* Brief:
Starting at the line that contains "Where can the green" and ending with the final line of the records, repeat the lines with "forested hillside" renamed to "wooded slope" and nothing else altered.
[START Excerpted data]
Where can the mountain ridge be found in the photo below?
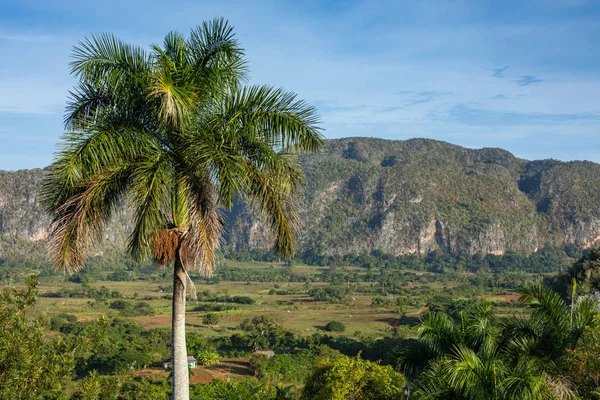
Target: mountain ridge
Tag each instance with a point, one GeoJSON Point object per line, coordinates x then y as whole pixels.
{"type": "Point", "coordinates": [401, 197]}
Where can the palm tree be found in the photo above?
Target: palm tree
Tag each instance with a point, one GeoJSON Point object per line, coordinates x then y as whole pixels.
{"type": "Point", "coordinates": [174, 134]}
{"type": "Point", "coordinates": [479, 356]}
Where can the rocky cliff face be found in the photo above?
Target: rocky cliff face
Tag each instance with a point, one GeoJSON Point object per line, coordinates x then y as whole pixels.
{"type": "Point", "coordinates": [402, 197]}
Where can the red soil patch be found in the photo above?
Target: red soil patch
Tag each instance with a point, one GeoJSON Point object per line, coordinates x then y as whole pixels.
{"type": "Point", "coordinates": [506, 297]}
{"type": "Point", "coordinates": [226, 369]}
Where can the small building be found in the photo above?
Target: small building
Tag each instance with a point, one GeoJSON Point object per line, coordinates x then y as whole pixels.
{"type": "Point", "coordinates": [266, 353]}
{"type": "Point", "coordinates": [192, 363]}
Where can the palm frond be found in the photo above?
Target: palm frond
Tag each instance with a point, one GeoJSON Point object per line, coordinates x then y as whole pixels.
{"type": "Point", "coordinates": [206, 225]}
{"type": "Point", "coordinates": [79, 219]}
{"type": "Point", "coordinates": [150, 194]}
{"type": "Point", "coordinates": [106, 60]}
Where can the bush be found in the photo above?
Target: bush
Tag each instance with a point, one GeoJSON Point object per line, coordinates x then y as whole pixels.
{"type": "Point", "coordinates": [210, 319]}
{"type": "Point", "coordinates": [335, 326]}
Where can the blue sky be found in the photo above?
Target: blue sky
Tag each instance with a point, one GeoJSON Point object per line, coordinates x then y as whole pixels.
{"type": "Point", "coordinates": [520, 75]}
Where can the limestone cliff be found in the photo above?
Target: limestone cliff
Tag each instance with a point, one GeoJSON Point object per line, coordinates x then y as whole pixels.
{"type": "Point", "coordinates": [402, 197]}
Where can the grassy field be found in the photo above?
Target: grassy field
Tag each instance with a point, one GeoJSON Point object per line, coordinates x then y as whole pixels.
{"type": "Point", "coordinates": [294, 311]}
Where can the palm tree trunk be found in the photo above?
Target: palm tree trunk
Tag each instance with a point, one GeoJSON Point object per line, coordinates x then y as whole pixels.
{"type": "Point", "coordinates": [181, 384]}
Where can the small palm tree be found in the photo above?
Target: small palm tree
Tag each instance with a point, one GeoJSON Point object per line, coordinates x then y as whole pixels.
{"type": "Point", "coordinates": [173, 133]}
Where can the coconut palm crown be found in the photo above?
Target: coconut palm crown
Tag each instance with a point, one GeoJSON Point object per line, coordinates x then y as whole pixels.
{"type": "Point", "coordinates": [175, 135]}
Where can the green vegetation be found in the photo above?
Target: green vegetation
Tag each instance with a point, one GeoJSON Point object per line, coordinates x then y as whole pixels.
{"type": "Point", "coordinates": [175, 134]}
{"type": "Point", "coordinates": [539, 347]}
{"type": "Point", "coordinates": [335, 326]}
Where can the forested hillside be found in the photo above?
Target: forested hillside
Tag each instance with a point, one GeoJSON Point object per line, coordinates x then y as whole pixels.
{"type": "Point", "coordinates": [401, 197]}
[END Excerpted data]
* Answer below:
Where can the green vegetation be found in the photo above?
Target: green vegetation
Tag each instance with a point, one GeoJSON Point object per line, coordinates x then y as whole pixels.
{"type": "Point", "coordinates": [175, 134]}
{"type": "Point", "coordinates": [539, 347]}
{"type": "Point", "coordinates": [335, 326]}
Where can the wooded slope be found in the photo above?
Target: wooded slope
Tag each instance with a point, one GeoJSON Point object per line, coordinates x then y as whole pixels.
{"type": "Point", "coordinates": [401, 197]}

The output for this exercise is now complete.